** begin **

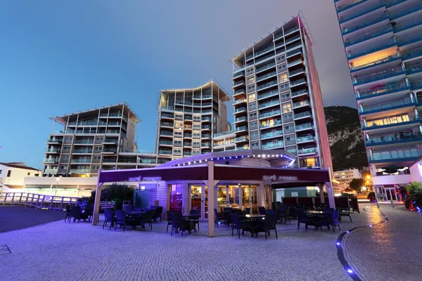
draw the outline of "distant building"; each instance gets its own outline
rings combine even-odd
[[[0,190],[23,188],[25,177],[40,176],[42,171],[23,162],[0,163]]]
[[[362,178],[362,175],[357,169],[349,169],[348,170],[335,171],[334,178],[340,183],[342,188],[345,188],[349,187],[352,179]]]

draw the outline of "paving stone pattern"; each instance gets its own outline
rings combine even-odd
[[[376,212],[352,214],[353,222],[345,218],[342,230],[379,221],[379,214],[373,214]],[[392,224],[393,216],[385,226]],[[238,240],[224,226],[216,228],[215,237],[208,238],[207,223],[200,223],[199,233],[183,238],[171,237],[170,230],[166,233],[165,221],[154,223],[153,231],[129,228],[122,233],[89,223],[59,221],[0,233],[0,244],[7,244],[11,251],[0,256],[0,280],[352,280],[337,256],[338,232],[316,232],[312,228],[305,231],[303,225],[297,230],[297,223],[292,221],[277,226],[279,240],[272,234],[265,242],[263,233],[253,240],[246,233]],[[372,268],[364,266],[366,248],[361,249],[364,253],[354,251],[359,240],[373,239],[366,231],[347,235],[343,241],[347,259],[354,263],[354,268],[355,264],[359,268],[357,273],[362,280],[388,280],[383,275],[365,279],[366,274],[372,274]],[[362,256],[362,265],[355,261],[357,254]]]

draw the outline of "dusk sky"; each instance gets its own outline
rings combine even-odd
[[[2,1],[0,162],[41,168],[49,117],[124,101],[153,150],[160,89],[213,78],[231,94],[233,55],[300,10],[324,105],[355,107],[333,0]]]

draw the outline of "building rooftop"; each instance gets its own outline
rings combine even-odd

** end **

• The problem: Render each line of the rows above as a Markdown table with the columns Number and Line Text, skipping blank lines. Leave the pictures out of the table.

• Result of the task:
| Number | Line Text |
|---|---|
| 1 | draw the outline of "distant building"; each instance gets its own outline |
| 2 | rings combine even-odd |
| 3 | [[[0,190],[23,188],[25,177],[40,176],[42,171],[23,162],[0,163]]] |
| 4 | [[[362,178],[362,175],[357,169],[349,169],[348,170],[335,171],[334,178],[340,183],[342,188],[345,188],[349,187],[352,179]]] |
| 5 | draw the outline of "paving stone pattern"; each instance gets its own outline |
| 6 | rings combine even-odd |
| 7 | [[[376,212],[352,214],[353,222],[345,218],[342,230],[379,221],[379,214],[373,214]],[[392,224],[393,216],[385,226]],[[238,240],[224,226],[216,228],[215,237],[208,238],[207,223],[200,223],[199,233],[183,238],[171,237],[170,230],[166,233],[165,221],[154,223],[153,231],[129,228],[122,233],[89,223],[59,221],[0,233],[0,244],[7,244],[11,251],[0,256],[0,280],[352,280],[337,256],[338,232],[316,232],[312,228],[305,231],[303,225],[297,230],[297,223],[292,221],[277,226],[279,240],[272,234],[265,242],[263,233],[253,240],[246,233]],[[372,268],[364,266],[366,248],[361,249],[364,253],[354,251],[359,240],[373,239],[366,231],[347,235],[343,241],[347,259],[354,263],[354,268],[355,264],[359,268],[357,273],[362,280],[388,280],[383,275],[365,279],[366,274],[372,274]],[[362,256],[362,265],[355,261],[357,254]]] |
| 8 | draw the outline of "dusk sky"; each instance gets its own outline |
| 9 | rings combine even-odd |
| 10 | [[[2,1],[0,162],[41,168],[49,117],[124,101],[153,150],[160,89],[213,78],[231,94],[233,55],[300,10],[324,105],[355,107],[333,0]]] |
| 11 | draw the outline of "building rooftop"; each instance gets its own outline |
| 12 | rings combine even-odd |